This practice becomes evident when you add a new "fork" to content you have previously written a select
query for. In that scenario, the ideal behavior is that the application
does not fail run-time validation, and simply logs the unsupported type.
Composing large queries
It is often the case that we want to break up our queries into more atomic pieces and compose them in larger queries later on (similar to the way we compose Sanity schema with components and documents). With this in mind, ArrayQuery.select
& EntityQuery.select
can accept a field level q.select
in place of a "Conditions" argument.
This is useful when you have a Sanity component that consists of several "forked" types, that you later re-use in document level fields.
Lets take the previous pokemon example above and apply this technique to it.

> Information provided:
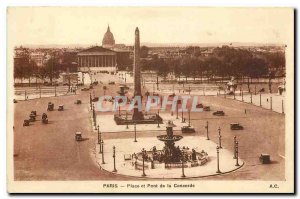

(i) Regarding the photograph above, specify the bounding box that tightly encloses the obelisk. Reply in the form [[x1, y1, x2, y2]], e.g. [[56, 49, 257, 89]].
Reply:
[[132, 27, 144, 120]]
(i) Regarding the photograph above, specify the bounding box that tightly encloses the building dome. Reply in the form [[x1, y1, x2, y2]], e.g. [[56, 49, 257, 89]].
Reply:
[[102, 26, 115, 48]]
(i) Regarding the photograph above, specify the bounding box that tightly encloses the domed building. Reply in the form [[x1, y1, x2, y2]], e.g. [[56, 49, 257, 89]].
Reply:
[[77, 26, 132, 72], [102, 26, 115, 48]]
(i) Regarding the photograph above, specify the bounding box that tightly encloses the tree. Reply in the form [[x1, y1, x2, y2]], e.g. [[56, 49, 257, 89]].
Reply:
[[45, 56, 60, 85], [244, 57, 268, 92], [140, 46, 149, 58]]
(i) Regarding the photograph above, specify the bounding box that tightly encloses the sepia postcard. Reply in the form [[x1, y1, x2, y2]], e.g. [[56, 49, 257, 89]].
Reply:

> Goals:
a: Update the stretch of the query-composition text from "This practice becomes" through "technique to it.", replacing "atomic pieces" with "smaller units".
b: According to the query-composition text, what can ArrayQuery.select and EntityQuery.select accept in place of a "Conditions" argument?
c: List every select method named in the query-composition text.

> Task answers:
a:
This practice becomes evident when you add a new "fork" to content you have previously written a select
query for. In that scenario, the ideal behavior is that the application
does not fail run-time validation, and simply logs the unsupported type.
Composing large queries
It is often the case that we want to break up our queries into more smaller units and compose them in larger queries later on (similar to the way we compose Sanity schema with components and documents). With this in mind, ArrayQuery.select
& EntityQuery.select
can accept a field level q.select
in place of a "Conditions" argument.
This is useful when you have a Sanity component that consists of several "forked" types, that you later re-use in document level fields.
Lets take the previous pokemon example above and apply this technique to it.

b: A field level q.select.

c:
ArrayQuery.select
EntityQuery.select
q.select